Directive
Please update the part of the data that opens with the line containing "Select all occurrences of downspout." and closes with the line containing "Select all occurrences of potted plant." by replacing "concrete walkway" with "paved path" and leaving everything else untouched. Return only those lines.

Entries supplied
──────────────────────────────
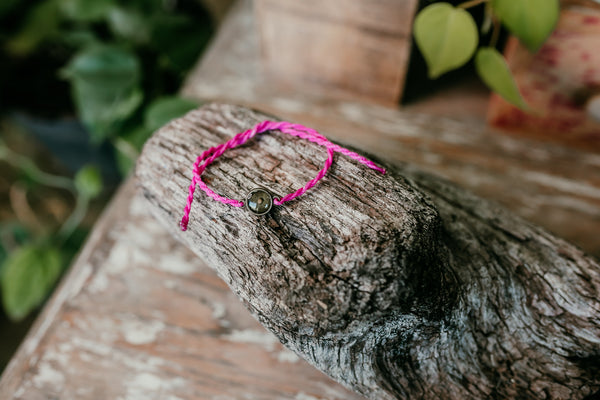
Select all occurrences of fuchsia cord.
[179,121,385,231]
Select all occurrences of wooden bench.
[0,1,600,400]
──────────────────────────────
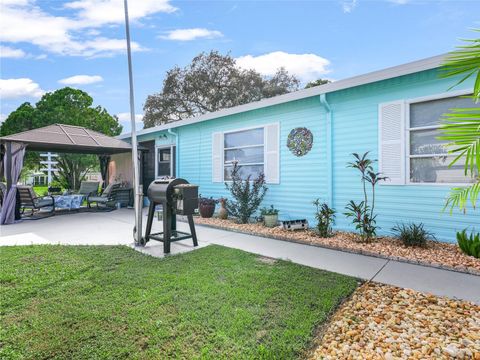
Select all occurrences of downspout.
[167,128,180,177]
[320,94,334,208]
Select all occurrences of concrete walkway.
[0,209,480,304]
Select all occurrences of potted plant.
──────────────────────────────
Result
Select all occurrences of downspout.
[167,128,180,177]
[320,94,334,208]
Select all occurrences of paved path.
[0,209,480,304]
Select all occurrences of potted plant.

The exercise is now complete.